Copy out the data below, substituting "mark" for every occurrence of "annotate" and keeping everything else the same.

=== Supplied records ===
* Begin *

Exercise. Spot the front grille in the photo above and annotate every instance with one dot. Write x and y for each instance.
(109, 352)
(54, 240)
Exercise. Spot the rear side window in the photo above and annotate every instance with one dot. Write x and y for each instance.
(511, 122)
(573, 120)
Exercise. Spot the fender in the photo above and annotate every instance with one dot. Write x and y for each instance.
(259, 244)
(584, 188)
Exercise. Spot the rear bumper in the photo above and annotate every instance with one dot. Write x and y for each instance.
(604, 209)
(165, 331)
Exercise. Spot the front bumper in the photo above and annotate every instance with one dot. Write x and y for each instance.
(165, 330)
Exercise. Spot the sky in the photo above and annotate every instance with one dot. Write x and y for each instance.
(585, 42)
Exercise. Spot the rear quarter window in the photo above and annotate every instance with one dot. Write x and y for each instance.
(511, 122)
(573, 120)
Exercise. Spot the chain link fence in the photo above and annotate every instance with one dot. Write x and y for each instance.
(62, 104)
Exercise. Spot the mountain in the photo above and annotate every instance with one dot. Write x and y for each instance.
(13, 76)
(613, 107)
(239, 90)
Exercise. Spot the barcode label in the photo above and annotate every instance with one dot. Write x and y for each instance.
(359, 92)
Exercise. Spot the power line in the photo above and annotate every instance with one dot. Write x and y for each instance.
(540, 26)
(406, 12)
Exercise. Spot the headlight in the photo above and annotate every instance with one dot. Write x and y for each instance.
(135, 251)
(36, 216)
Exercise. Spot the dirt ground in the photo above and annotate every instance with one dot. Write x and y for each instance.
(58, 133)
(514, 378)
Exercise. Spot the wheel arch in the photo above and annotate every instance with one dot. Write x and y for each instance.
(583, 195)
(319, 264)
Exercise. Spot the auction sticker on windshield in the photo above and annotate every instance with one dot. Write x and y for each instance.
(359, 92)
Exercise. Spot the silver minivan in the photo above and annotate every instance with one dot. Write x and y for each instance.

* End *

=== Solution to the exercise ===
Exercise. Spot the front grille in the photo above and mark every instance with one dot. Write x and y for each instance.
(109, 352)
(54, 240)
Exercise. Spot the rear side window in the photo above and mark every instance with one dot. Write x and y for each instance.
(511, 122)
(573, 120)
Exercise. Spot the fender in the photo above and mark every instance with one dot. Write x and y for each instance.
(259, 244)
(584, 188)
Exercise. Spot the rear bumper in the photo above and mark every instance with one dot. Write x and y for each instance.
(604, 209)
(165, 331)
Exercise. Spot the front bumper in the photo above and mark every instance with one dot. Write x and y for each instance.
(165, 330)
Exercise. Spot the sky in the photo above and mark every instance with one dot. Write x and y for each instance.
(585, 42)
Exercise. Spot the rear quarter window in the photo above and mark every instance with one dot. Write x and y for each instance.
(511, 122)
(573, 120)
Exercise. Spot the chain link fence in the photo above and mark every instance with one dot. Write x and y for each instance.
(62, 104)
Exercise. Spot the mountain in the photo above and mark every instance with one dot. Write x and y for each instance.
(13, 76)
(613, 107)
(239, 90)
Exercise. Spot the barcode label in the photo above and mark every instance with one dot. Write x and y for each instance.
(359, 92)
Exercise. Spot the power line in the photo above and mark every instance with one dot. Write x and y for each instance.
(540, 26)
(406, 12)
Exercise. Spot the headlight in the photo above and mark every instance with one dot. Write x and y for each instance.
(135, 251)
(36, 216)
Exercise. Spot the dirt ground in the photo above and mark every instance with one dot. Write x and y for each instance.
(58, 133)
(514, 378)
Exercise. Spot the wheel arch in the photo above and mark every instance with one dot. Write x and y for each instance.
(583, 195)
(319, 264)
Exercise. Spot the auction sticker on windshield in the photo above and mark every instance with one dot. Write x and y for each instance.
(359, 92)
Exercise. Spot the silver minivan in the photo above and mark every instance with one dot. Write x and y for each instance.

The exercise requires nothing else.